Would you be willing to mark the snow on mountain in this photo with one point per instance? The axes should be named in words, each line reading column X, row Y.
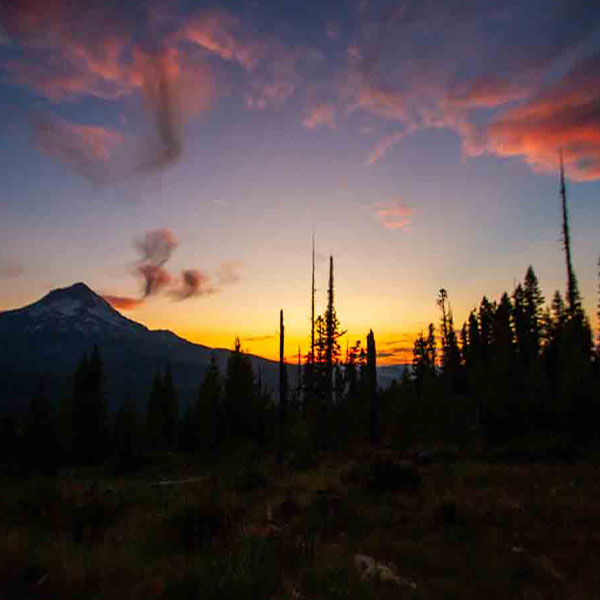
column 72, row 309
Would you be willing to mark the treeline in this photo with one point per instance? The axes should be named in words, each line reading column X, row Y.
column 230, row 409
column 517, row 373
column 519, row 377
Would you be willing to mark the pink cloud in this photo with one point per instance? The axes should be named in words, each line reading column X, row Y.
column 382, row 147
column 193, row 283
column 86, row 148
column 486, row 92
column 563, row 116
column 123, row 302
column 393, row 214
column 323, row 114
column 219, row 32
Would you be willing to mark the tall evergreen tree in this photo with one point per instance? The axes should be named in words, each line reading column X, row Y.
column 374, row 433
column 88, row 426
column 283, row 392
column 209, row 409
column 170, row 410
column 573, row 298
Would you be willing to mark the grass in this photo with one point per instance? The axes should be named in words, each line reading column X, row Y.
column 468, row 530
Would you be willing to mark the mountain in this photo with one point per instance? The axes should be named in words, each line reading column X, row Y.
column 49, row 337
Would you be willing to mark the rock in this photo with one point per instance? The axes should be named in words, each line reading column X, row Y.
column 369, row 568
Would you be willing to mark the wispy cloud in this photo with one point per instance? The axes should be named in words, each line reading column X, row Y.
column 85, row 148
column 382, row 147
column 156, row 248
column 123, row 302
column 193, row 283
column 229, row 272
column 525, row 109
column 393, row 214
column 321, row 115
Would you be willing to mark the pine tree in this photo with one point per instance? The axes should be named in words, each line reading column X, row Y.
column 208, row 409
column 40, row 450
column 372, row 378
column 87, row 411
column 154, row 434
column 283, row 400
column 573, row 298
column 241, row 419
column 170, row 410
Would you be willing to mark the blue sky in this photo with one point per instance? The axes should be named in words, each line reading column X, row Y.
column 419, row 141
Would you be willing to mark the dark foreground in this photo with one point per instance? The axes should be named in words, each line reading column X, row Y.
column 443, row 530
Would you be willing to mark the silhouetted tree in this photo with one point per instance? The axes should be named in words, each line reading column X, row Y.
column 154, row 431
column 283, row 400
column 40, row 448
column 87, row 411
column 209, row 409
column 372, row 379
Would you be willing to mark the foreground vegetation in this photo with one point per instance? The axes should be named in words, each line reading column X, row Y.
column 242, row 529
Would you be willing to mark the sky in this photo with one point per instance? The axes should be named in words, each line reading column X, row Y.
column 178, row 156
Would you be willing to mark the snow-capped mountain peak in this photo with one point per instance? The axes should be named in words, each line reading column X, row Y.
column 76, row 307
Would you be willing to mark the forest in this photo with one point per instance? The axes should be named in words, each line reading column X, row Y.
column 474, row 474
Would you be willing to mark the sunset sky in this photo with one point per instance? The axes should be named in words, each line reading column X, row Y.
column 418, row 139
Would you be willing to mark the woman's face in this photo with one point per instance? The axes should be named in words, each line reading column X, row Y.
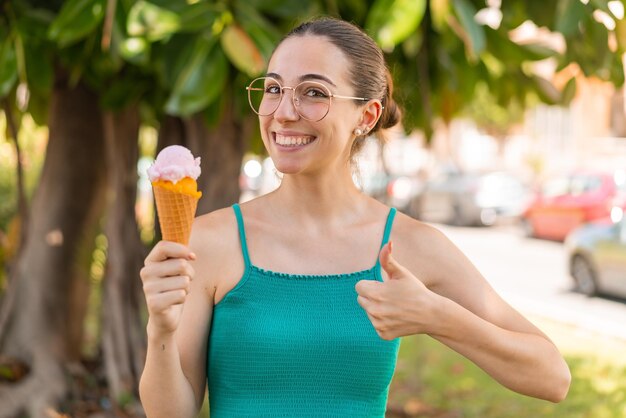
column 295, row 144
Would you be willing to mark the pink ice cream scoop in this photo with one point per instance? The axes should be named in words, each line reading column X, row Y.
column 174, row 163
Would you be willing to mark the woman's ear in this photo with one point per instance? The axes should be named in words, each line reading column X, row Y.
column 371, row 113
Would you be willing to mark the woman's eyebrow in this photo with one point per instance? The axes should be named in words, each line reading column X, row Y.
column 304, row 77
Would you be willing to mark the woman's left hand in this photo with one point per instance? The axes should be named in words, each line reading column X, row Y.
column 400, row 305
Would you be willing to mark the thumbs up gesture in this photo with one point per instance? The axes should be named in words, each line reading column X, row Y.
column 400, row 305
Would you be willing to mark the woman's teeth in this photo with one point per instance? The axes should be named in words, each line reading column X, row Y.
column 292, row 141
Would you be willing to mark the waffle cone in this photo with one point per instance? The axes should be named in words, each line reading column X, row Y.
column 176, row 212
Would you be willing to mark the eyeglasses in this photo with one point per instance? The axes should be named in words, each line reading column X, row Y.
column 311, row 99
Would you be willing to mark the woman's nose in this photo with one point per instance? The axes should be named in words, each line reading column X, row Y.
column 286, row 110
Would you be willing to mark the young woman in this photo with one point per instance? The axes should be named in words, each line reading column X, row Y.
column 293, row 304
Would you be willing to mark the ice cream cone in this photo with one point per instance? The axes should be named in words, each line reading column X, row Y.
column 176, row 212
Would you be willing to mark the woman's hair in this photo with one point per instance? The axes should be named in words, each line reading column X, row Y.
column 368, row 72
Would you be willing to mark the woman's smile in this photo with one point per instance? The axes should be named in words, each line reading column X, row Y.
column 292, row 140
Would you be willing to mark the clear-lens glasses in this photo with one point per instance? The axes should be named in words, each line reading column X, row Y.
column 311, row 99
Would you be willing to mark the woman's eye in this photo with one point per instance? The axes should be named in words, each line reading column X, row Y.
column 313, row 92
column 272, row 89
* * *
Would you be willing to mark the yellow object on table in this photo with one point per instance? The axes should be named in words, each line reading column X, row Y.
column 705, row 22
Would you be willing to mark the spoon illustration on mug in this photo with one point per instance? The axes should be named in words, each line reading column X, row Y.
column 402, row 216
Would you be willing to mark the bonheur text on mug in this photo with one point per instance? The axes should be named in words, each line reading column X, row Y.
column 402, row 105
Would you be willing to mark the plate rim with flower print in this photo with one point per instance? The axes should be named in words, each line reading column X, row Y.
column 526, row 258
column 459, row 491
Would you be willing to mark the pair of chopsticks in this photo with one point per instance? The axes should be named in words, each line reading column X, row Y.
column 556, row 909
==
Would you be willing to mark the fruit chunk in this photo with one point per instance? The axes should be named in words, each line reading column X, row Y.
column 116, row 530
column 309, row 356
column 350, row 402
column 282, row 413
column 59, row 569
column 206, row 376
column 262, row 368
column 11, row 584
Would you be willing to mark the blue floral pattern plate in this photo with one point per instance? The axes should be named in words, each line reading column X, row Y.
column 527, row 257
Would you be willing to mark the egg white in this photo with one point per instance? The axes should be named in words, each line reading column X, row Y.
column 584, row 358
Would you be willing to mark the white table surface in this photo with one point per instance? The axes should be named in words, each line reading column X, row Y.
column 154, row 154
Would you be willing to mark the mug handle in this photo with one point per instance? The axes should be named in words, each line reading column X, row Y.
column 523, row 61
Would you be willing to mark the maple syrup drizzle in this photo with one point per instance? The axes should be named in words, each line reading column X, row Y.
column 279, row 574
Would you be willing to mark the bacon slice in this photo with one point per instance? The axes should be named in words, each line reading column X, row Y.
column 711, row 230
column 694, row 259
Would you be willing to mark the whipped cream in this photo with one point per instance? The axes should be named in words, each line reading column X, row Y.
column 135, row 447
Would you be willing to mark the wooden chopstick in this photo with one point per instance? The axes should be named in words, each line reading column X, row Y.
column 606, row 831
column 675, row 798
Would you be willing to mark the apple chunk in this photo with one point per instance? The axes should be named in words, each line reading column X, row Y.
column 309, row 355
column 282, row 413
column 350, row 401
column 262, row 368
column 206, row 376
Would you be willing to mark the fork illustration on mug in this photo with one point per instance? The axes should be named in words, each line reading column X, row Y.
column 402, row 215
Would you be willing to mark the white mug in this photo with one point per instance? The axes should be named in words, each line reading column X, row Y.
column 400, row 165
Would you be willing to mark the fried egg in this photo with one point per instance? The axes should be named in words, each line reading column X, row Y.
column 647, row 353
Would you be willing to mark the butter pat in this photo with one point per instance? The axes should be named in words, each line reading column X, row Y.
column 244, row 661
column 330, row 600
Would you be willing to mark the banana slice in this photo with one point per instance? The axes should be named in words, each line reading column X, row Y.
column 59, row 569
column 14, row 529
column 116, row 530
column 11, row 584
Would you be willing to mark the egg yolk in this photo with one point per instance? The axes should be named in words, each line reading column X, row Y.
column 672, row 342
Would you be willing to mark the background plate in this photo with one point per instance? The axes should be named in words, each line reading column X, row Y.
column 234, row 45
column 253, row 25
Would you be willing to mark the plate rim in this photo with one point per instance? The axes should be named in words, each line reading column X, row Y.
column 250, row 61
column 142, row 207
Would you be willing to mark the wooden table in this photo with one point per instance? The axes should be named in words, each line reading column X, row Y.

_What you have to do_. Rewrite the lines between the one holding "Would you be willing to mark the plate rim in" and the one holding "Would you be willing to mark the wooden table", inclusive, with "instance" changed to "occurrence" and nothing else altered.

_Output for this exercise_.
Would you be willing to mark the plate rim in this photo with one point per occurrence? The axes should be named in words, each line reading column X, row Y.
column 250, row 61
column 142, row 207
Would you be willing to mark the wooden table in this photo with one point per occurrence? The axes should be named in words, each line reading column X, row Y.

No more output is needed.